━━ EXCERPTED RECORDS

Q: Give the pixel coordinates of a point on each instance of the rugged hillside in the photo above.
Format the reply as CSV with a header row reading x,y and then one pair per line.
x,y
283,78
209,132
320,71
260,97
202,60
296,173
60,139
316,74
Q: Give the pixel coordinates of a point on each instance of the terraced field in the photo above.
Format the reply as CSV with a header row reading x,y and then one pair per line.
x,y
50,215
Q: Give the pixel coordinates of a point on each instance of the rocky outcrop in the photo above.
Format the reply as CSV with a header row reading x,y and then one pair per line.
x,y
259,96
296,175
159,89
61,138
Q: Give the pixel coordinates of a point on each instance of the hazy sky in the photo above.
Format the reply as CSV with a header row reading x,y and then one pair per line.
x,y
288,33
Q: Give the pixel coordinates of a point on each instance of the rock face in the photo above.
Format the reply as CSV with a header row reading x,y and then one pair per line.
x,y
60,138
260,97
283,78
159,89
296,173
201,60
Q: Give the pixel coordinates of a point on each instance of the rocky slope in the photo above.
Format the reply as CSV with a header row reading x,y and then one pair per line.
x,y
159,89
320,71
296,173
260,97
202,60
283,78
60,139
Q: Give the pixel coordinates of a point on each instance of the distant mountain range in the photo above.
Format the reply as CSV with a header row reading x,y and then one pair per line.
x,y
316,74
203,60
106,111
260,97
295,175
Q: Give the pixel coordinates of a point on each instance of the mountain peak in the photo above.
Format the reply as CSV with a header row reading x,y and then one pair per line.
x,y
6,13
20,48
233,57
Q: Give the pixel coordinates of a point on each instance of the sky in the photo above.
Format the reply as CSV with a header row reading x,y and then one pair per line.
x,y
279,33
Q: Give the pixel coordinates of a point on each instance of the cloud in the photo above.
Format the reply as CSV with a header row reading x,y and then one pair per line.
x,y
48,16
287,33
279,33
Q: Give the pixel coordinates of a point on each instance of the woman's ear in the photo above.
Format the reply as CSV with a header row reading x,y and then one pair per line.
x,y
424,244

━━━━
━━ EXCERPTED RECORDS

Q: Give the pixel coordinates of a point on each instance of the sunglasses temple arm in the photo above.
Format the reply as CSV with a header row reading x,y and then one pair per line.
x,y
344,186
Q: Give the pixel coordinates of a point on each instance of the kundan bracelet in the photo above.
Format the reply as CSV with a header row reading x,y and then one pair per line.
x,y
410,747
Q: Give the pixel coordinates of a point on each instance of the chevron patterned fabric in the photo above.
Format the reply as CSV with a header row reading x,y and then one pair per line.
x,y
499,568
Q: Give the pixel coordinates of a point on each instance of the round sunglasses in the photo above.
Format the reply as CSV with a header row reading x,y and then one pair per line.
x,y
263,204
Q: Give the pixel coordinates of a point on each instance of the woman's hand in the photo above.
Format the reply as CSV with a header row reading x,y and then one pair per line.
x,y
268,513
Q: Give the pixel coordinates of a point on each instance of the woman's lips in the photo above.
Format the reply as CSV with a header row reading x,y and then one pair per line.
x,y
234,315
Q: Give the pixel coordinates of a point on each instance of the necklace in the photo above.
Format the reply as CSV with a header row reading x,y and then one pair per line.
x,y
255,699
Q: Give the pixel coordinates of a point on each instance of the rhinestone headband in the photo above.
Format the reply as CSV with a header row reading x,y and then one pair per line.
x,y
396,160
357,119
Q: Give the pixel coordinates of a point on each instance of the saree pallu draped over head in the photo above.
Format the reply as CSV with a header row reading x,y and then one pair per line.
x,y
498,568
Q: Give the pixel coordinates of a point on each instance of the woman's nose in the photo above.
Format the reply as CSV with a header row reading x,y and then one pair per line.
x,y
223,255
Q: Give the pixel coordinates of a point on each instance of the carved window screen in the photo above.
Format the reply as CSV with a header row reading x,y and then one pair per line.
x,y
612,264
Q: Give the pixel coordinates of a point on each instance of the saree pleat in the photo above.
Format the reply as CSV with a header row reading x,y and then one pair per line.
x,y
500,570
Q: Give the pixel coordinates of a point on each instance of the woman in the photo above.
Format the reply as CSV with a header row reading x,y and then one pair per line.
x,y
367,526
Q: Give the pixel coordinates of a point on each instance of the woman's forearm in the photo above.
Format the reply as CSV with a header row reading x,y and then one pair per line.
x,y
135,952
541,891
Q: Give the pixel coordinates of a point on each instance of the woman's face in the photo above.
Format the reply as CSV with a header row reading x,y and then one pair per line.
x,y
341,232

━━━━
━━ EXCERPTED RECORDS

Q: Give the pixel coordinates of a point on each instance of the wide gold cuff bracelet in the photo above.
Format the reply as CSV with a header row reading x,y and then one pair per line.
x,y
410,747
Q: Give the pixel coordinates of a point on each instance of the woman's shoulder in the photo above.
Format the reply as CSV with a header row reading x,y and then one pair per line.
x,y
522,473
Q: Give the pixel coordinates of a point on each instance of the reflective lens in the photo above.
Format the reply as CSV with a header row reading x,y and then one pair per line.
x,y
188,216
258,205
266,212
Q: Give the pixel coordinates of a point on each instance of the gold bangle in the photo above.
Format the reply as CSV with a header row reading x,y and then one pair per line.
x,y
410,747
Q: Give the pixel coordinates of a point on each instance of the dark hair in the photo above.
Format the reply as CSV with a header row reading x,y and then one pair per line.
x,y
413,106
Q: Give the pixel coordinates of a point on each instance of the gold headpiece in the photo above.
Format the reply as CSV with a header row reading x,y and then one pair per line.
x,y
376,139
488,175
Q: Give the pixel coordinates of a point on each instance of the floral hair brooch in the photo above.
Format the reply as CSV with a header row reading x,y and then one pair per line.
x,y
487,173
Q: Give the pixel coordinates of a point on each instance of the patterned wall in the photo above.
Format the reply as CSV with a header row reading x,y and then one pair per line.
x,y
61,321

━━━━

Report every line of the records above that contains the string "rocky", copying each such line in full.

Q: Give the pixel coordinates of a point on each instance of the rocky outcrop in the photo above.
Q: Give the pixel coordinates of a point on each instance of the rocky slope in the photo above.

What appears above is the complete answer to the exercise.